• DEINE AUFGABE: Gib aus dem Text über Mick Schumacher den Abschnitt von „Doch dieser Druck“ bis „Teams zu schüren.“ wortgetreu aus.

Doch daraus wurde nichts. Zu schwach war die Pace seines VF-22 im Renntrimm. Vor allem im ersten Stint ließ Schumacher einiges liegen: "Erst ganz zum Schluss, im letzten Stint, war es so, dass wir eigentlich die gewohnte Pace hatten. Dann war es aber schon zu spät und alles zu weit weg."

Immer stärker scheint Schumacher der Druck, den einerseits das Umfeld und andererseits sein Team in Person von Günther Steiner auf ihn ausüben, zu schaffen zu machen. Nach mehreren Totalschäden, die für Haas ohne Frage finanziell nur schwer aufzufangen sind, war der 23-Jährige von Steiner öffentlich scharf kritisiert worden. Für Baku gab es für beide Piloten sogar ein "Crash-Verbot", um die Kosten nicht weiter in die Höhe zu treiben.

Mick Schumacher verpasste beim Aserbaidschan-GP erneut eine Platzierung in den WM-Punkten.imago images

Wolff: "Mick kann Autofahren und hat die Intelligenz"

Doch dieser Druck scheint für Schumacher keineswegs förderlich zu sein. Ganz im Gegenteil: In Post-Quali- und -Renn-Interviews wirkt Schumi Jr. von Grand Prix zu Grand Prix angespannter, kann sein eigentlich vorhandenes Talent kaum noch auf den Asphalt bringen. Die Angst, im nächsten Jahr nicht mehr Teil der Formel 1 zu sein, scheint immer größer zu werden. Genau hier müsste Steiner eigentlich ansetzen, sich - zumindest öffentlich - hinter seinen Schützling stellen, anstatt die Angst vor weiteren Unfällen und damit verbundenen finanziellen Problemen des Teams zu schüren.

Der Südtiroler hingegen sieht die Probleme nicht bei sich selbst und kritisiert vielmehr den Umgang der Medien mit Schumacher. "Es wird fast uns angekreidet, dass wir an allem Schuld sind. Das sind wir nicht, glaube ich. Wir wollen Mick erfolgreich haben. Ich glaube, die Fronten sind nicht verhärtet", sagte Steiner vor dem GP in Baku. Dennoch brauche man Erfolge. "Wir müssen schauen, dass wir Punkte holen."

• DATENSÄTZE:
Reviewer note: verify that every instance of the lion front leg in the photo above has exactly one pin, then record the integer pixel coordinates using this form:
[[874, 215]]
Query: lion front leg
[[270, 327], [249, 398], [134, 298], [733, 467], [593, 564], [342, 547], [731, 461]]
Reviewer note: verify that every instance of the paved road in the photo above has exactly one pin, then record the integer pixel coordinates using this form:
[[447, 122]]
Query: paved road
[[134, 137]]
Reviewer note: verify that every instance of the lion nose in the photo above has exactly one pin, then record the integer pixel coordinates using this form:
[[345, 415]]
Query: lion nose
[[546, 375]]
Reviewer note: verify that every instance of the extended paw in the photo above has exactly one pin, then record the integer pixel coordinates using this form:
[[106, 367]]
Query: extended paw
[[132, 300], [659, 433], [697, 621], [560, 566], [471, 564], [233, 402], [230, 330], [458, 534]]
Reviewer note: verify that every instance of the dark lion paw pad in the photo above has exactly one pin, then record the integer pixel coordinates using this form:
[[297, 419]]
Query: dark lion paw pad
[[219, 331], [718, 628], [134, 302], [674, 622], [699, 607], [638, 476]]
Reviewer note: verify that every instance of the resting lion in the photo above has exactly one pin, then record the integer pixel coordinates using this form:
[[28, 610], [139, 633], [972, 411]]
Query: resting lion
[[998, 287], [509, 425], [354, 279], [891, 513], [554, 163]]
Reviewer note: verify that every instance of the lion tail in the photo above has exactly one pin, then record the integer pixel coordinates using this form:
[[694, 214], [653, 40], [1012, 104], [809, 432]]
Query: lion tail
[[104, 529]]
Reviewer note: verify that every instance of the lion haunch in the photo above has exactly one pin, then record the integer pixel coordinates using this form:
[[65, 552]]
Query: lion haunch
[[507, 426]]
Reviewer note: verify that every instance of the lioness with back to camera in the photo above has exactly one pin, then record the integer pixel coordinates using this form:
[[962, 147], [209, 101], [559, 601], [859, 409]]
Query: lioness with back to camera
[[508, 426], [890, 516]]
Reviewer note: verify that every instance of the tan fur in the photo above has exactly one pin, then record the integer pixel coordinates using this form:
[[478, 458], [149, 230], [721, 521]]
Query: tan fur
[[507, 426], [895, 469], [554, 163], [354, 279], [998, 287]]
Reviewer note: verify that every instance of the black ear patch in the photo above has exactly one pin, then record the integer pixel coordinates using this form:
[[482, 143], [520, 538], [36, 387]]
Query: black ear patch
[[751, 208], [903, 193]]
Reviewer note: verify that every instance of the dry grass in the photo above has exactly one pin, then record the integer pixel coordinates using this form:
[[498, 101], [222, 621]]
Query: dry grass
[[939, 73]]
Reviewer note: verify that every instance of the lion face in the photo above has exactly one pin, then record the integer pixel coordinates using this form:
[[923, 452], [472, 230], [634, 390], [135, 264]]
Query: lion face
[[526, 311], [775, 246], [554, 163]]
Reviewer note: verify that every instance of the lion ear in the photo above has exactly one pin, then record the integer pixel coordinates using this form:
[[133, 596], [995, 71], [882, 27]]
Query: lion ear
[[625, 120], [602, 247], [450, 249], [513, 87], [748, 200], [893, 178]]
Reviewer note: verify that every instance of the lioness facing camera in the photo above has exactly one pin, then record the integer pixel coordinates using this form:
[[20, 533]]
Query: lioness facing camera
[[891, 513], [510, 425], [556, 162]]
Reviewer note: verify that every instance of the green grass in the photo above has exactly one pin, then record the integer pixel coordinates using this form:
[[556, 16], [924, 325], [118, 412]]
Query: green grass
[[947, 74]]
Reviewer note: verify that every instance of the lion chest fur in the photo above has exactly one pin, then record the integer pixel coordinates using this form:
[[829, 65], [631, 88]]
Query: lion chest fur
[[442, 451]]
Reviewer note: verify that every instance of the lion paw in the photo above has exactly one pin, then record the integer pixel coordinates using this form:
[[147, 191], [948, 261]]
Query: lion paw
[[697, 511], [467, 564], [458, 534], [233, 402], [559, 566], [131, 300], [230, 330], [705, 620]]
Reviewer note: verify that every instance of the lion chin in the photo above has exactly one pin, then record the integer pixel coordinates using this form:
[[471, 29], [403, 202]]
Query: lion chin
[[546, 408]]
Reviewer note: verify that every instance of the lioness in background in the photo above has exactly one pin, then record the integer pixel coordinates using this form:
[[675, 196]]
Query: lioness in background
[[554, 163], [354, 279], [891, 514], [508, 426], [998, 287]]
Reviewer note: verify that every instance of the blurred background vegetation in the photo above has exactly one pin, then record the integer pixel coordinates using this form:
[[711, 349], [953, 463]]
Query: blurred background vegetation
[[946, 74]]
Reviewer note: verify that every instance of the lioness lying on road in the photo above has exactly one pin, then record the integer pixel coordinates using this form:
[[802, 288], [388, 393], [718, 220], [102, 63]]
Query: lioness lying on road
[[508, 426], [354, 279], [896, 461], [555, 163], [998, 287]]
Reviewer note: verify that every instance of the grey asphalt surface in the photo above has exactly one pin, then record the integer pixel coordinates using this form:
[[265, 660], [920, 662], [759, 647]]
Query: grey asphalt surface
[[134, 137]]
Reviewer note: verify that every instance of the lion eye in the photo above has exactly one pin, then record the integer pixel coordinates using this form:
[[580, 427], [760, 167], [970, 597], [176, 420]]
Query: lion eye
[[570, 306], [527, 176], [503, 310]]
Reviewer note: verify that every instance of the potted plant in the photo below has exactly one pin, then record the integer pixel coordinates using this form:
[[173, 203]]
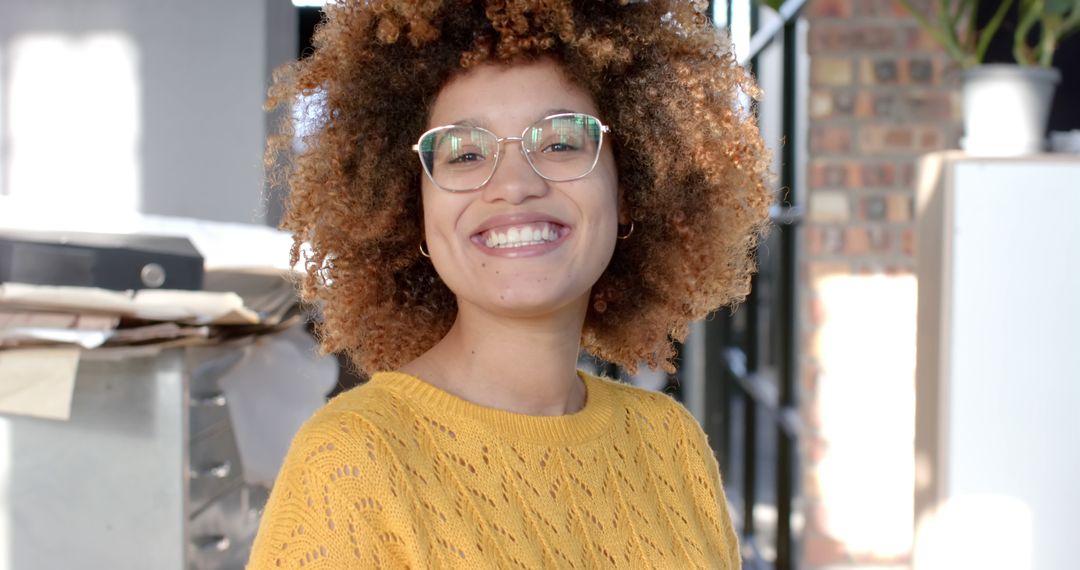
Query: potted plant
[[1006, 106]]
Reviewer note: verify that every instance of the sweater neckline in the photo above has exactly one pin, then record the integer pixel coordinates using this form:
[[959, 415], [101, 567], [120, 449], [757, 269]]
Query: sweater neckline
[[588, 423]]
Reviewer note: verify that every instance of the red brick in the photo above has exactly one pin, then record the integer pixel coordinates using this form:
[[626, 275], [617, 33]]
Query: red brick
[[916, 39], [838, 9], [877, 175], [907, 242], [844, 37], [931, 106], [892, 139], [872, 207], [828, 207], [821, 104], [823, 240], [826, 138], [823, 551], [887, 8], [931, 138], [907, 172], [835, 71], [880, 239], [899, 207]]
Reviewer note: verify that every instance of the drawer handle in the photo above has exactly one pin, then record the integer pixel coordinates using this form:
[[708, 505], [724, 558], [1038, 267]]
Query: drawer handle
[[213, 543], [215, 401], [217, 472]]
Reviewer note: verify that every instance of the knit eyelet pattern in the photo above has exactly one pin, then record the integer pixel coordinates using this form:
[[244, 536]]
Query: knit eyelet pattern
[[400, 474]]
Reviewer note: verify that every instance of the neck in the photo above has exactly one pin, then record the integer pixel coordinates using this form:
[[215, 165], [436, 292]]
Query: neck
[[520, 365]]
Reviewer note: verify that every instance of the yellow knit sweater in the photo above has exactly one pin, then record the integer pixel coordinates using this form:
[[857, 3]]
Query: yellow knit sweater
[[401, 474]]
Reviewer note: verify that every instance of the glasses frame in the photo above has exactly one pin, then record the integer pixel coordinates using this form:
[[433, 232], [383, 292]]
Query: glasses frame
[[521, 140]]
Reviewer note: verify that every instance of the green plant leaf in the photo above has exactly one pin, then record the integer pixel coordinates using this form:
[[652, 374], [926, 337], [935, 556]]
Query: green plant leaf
[[777, 3], [1060, 8]]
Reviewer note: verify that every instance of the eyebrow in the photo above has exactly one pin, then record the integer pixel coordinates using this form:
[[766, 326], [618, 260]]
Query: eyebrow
[[482, 124]]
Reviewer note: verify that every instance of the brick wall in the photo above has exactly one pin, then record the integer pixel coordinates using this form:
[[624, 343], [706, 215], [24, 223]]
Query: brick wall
[[881, 94]]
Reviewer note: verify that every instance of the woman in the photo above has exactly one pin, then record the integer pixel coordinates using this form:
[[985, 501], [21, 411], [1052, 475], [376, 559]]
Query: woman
[[488, 188]]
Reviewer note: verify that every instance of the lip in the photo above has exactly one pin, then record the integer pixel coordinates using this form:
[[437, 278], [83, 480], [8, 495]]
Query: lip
[[518, 219]]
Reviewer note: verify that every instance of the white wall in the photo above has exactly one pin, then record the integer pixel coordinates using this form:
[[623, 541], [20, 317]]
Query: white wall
[[145, 105]]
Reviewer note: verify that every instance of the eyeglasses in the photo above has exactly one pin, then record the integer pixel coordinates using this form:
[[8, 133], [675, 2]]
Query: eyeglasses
[[559, 148]]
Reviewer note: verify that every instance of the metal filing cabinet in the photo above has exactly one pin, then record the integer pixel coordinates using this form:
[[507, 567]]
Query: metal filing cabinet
[[145, 474]]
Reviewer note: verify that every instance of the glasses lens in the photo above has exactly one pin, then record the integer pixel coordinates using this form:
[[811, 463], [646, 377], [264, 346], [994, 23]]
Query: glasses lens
[[459, 158], [564, 147]]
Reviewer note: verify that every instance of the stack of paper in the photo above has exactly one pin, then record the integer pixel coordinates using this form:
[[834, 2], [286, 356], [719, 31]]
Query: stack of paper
[[237, 302], [44, 329]]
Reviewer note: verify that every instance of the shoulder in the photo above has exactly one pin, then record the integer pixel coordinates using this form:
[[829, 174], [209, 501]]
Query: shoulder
[[352, 423], [655, 410]]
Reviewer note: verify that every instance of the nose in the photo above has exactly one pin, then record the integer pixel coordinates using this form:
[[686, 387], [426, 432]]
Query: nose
[[514, 180]]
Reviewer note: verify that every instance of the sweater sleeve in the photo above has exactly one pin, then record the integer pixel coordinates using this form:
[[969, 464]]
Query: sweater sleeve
[[328, 507], [710, 487]]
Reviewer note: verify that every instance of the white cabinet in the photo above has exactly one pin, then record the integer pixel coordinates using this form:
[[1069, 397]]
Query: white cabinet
[[998, 372]]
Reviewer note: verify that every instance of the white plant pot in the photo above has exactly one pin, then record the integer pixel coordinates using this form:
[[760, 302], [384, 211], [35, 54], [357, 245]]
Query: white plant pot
[[1006, 108]]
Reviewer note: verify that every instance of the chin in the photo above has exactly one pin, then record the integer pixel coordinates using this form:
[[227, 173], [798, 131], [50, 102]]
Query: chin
[[534, 301]]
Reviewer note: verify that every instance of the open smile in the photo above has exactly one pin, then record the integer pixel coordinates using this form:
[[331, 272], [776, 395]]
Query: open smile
[[520, 238]]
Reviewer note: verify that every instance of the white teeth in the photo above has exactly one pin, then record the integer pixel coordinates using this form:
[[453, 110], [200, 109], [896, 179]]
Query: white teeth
[[518, 236]]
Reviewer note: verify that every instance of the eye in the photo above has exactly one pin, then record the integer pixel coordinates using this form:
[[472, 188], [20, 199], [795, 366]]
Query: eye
[[559, 147], [466, 158]]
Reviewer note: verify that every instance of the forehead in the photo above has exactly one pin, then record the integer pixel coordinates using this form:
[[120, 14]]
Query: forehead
[[508, 97]]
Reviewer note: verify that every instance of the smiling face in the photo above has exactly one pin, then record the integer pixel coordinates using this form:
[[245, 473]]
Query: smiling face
[[520, 245]]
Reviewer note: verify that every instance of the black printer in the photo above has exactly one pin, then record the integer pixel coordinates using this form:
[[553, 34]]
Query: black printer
[[106, 260]]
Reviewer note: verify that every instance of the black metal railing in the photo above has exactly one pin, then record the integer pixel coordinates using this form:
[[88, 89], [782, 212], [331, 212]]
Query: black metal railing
[[751, 361]]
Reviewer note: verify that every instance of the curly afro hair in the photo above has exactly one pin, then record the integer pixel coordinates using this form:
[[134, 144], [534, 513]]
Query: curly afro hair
[[691, 164]]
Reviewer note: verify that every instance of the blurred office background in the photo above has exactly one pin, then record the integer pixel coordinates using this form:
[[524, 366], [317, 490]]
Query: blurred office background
[[118, 108]]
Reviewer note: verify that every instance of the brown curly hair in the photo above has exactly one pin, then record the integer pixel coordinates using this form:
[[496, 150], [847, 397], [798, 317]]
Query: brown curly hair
[[691, 164]]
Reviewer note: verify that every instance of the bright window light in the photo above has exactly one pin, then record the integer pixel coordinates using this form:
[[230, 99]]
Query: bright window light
[[75, 122]]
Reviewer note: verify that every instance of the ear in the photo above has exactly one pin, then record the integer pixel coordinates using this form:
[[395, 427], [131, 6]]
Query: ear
[[623, 208]]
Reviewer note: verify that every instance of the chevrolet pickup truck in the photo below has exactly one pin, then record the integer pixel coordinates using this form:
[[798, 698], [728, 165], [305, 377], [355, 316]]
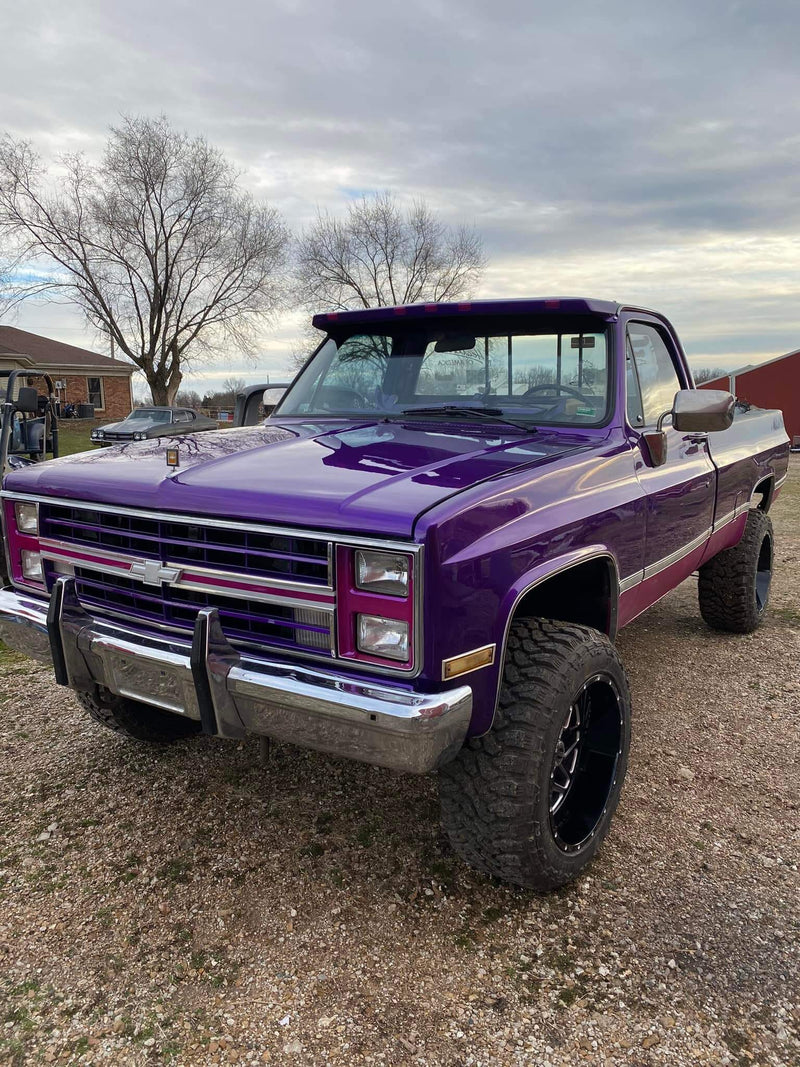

• MUSTERLÖSUNG:
Doch dieser Druck scheint für Schumacher keineswegs förderlich zu sein. Ganz im Gegenteil: In Post-Quali- und -Renn-Interviews wirkt Schumi Jr. von Grand Prix zu Grand Prix angespannter, kann sein eigentlich vorhandenes Talent kaum noch auf den Asphalt bringen. Die Angst, im nächsten Jahr nicht mehr Teil der Formel 1 zu sein, scheint immer größer zu werden. Genau hier müsste Steiner eigentlich ansetzen, sich - zumindest öffentlich - hinter seinen Schützling stellen, anstatt die Angst vor weiteren Unfällen und damit verbundenen finanziellen Problemen des Teams zu schüren.